-- Task details --
Pick out and copy every line in the entries below that contains the word "forest", treating uppercase and lowercase as different.

-- Records for this exercise --

--------------------

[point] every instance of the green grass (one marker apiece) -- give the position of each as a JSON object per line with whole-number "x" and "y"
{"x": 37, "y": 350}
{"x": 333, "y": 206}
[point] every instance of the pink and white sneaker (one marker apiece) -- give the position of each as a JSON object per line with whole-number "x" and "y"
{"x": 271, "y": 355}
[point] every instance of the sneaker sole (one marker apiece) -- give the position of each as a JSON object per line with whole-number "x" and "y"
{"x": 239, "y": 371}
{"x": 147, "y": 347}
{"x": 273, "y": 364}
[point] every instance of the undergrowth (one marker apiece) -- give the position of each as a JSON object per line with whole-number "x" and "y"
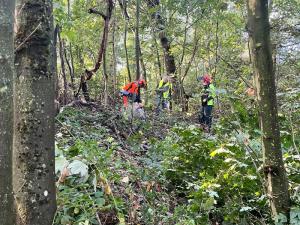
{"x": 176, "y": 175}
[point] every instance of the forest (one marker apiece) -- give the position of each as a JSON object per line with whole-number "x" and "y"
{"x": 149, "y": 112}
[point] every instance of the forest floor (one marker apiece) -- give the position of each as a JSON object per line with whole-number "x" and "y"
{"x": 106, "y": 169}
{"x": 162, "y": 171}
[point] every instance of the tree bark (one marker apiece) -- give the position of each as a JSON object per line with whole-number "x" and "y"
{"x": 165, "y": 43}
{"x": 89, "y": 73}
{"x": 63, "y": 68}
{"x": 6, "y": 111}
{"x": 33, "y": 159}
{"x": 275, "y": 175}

--------------------

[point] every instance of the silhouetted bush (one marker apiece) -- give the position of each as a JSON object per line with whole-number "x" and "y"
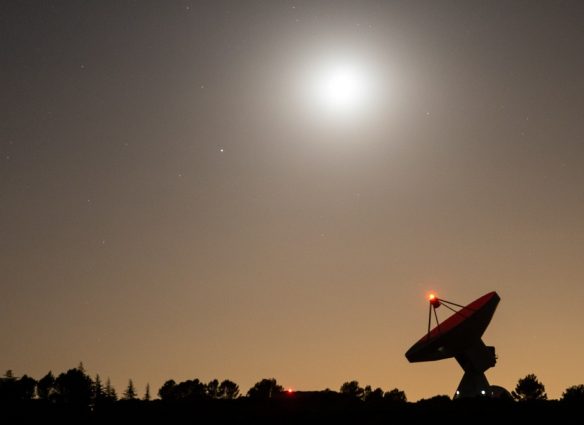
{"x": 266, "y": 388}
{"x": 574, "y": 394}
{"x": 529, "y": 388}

--------------------

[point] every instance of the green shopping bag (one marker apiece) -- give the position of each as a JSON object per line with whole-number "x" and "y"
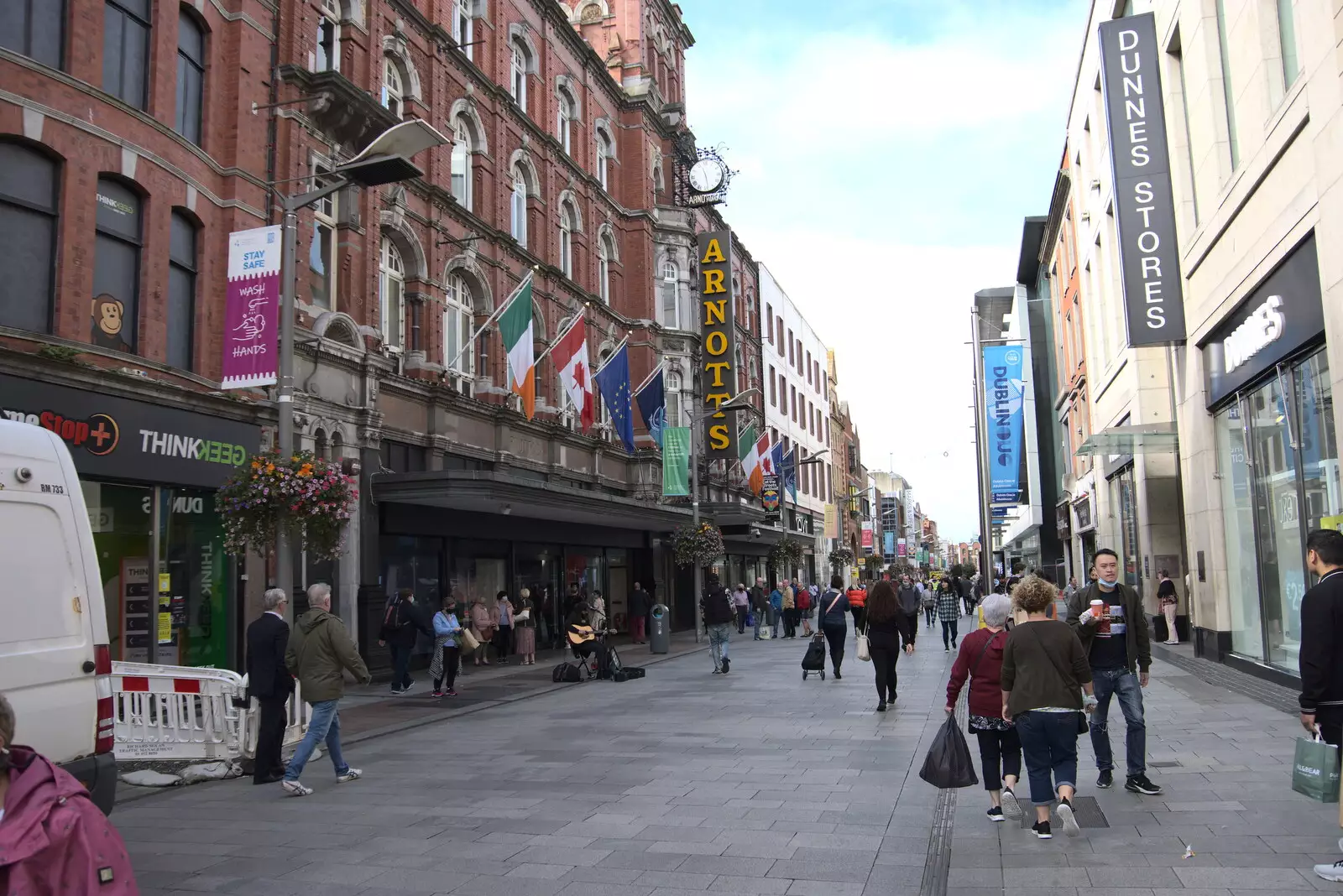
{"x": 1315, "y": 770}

--------------------

-- Worked answer --
[point] every instance of the forest (one marker apiece) -- give the position of each as a JSON object per line with whole-number "x" and "y"
[point] every instance of the forest floor (one marker apiece) -- give the position of each as a JSON object per line with whole-number "x" and "y"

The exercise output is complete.